THE REQUEST:
Repeat exactly, and only, the lines from the one holding "Mark a point on every instance of the short" through the last line of the records below.
-- Begin DATA FOR THE TASK --
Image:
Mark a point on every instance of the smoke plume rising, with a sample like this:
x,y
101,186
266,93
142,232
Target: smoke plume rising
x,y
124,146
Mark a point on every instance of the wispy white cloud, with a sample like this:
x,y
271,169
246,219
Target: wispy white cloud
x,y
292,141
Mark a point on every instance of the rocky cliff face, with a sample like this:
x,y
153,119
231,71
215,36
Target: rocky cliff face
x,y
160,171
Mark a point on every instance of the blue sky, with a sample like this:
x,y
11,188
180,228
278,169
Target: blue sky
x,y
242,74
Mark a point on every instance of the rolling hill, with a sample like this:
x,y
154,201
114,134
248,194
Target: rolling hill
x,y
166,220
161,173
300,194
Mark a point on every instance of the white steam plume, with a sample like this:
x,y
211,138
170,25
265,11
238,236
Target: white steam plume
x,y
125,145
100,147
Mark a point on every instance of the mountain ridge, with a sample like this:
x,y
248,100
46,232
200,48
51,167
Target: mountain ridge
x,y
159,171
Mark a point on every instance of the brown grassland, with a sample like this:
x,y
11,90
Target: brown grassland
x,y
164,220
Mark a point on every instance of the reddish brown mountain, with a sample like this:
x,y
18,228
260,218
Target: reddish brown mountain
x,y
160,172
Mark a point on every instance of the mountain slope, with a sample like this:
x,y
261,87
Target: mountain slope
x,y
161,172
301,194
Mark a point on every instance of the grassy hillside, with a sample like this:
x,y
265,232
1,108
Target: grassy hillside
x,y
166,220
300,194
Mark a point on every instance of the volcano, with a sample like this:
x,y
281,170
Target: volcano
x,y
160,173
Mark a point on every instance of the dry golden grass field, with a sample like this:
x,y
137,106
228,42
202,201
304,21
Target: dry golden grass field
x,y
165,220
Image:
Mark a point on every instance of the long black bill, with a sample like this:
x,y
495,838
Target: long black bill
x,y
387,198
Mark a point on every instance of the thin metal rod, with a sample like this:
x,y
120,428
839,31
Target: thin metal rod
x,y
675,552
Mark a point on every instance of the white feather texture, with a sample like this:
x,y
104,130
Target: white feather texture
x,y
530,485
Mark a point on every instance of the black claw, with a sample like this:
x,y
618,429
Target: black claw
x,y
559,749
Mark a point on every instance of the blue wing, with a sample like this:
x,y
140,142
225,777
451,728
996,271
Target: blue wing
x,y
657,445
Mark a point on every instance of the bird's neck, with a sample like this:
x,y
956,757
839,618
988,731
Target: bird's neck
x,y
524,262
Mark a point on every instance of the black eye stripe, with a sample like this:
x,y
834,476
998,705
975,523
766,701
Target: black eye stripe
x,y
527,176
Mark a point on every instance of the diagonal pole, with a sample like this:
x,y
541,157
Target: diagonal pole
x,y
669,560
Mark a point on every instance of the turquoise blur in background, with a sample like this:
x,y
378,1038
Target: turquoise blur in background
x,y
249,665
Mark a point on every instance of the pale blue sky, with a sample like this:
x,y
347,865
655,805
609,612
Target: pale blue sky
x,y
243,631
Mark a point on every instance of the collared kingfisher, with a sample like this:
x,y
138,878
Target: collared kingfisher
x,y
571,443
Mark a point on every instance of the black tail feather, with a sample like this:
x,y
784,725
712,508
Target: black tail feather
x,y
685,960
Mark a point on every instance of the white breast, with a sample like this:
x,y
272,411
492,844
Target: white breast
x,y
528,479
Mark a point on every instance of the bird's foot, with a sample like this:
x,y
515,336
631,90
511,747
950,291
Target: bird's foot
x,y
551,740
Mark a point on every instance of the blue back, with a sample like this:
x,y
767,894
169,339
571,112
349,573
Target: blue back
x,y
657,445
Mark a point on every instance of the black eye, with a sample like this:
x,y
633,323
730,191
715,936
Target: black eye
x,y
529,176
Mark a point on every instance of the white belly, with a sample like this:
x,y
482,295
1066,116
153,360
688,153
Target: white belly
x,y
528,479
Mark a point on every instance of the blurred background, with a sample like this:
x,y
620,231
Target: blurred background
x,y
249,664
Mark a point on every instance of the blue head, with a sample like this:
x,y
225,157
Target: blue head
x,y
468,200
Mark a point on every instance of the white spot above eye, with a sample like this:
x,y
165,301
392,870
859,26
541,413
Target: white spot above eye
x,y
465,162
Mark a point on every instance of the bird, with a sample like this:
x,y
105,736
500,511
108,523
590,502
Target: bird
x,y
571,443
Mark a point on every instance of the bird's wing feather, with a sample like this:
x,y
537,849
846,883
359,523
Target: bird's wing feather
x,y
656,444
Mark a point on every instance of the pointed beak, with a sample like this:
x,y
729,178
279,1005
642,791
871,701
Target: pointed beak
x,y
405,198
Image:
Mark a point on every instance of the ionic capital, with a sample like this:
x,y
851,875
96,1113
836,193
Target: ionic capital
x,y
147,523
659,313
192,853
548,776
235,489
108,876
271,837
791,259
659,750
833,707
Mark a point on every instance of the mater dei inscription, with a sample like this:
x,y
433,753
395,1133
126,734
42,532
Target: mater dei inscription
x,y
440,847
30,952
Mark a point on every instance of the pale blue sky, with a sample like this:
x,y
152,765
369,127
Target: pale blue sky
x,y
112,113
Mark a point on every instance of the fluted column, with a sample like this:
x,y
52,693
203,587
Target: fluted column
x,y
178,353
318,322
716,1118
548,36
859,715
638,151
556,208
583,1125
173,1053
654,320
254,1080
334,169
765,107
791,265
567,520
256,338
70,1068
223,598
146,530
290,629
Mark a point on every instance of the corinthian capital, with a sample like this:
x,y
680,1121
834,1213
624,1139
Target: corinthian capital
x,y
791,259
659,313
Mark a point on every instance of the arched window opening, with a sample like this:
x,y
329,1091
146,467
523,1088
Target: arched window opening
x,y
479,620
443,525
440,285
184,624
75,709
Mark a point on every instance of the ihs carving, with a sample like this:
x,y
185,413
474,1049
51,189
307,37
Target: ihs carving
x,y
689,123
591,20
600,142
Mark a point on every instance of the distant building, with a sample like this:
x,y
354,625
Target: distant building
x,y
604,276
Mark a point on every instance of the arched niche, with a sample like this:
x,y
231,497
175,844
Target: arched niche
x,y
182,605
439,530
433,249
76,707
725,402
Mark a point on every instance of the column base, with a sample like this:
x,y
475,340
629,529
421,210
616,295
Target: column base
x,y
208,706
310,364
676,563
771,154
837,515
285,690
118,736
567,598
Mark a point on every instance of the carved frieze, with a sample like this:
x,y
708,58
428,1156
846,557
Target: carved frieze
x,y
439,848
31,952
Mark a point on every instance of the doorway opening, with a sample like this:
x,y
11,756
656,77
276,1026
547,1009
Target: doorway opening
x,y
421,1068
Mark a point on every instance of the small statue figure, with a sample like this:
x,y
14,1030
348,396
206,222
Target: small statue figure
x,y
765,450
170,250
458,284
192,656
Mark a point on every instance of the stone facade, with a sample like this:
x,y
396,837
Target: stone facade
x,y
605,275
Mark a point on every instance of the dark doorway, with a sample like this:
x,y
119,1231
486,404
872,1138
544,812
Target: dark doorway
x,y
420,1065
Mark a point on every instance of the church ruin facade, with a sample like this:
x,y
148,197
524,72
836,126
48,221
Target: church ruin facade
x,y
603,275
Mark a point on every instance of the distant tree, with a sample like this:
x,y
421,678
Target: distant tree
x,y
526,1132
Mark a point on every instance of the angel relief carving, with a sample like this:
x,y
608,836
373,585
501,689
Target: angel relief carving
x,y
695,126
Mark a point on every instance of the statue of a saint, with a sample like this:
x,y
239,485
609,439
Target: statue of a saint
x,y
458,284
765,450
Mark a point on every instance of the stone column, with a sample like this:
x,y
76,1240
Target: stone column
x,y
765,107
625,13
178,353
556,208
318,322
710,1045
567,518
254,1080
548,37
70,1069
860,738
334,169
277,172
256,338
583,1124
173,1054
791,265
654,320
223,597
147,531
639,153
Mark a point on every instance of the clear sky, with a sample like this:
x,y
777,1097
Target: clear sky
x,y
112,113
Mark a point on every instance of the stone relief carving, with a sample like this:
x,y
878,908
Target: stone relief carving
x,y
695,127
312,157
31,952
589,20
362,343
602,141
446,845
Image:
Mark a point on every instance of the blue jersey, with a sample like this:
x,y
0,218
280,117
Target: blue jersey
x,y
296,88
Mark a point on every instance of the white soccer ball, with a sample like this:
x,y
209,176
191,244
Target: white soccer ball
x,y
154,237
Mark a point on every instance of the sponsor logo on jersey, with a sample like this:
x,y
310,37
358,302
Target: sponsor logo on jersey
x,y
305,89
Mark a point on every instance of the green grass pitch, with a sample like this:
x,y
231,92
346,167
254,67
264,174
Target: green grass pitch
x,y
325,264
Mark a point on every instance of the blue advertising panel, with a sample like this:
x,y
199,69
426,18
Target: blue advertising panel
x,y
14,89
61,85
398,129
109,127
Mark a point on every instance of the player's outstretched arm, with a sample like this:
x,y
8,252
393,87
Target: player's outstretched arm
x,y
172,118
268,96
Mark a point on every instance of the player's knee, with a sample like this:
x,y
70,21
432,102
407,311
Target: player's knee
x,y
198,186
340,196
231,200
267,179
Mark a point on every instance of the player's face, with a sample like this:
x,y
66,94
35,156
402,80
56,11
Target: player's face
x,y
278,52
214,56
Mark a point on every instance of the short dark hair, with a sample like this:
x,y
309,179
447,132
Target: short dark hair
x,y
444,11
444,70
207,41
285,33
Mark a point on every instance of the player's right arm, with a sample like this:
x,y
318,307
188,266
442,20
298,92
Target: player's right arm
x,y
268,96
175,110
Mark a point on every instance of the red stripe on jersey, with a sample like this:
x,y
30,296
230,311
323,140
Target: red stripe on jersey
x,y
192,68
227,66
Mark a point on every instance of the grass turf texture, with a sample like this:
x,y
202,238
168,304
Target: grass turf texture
-- End DATA FOR THE TASK --
TASK ANSWER:
Mark a point on every instance of the short dark hair, with a sample like this:
x,y
309,179
447,132
Target: short dark hair
x,y
444,11
444,70
207,41
285,33
Mark a point on every instance of the player's right arm, with a sample like this:
x,y
318,307
188,266
442,20
298,92
Target: player's right arm
x,y
268,96
175,110
Mark a point on every instance of the red stripe on jersey, with a sample like this:
x,y
30,296
230,311
323,140
Target: red stripe on jersey
x,y
192,68
227,66
Mark a point on every instance of the grass turf texture, with a sample like this:
x,y
202,238
168,304
Target: grass turf texture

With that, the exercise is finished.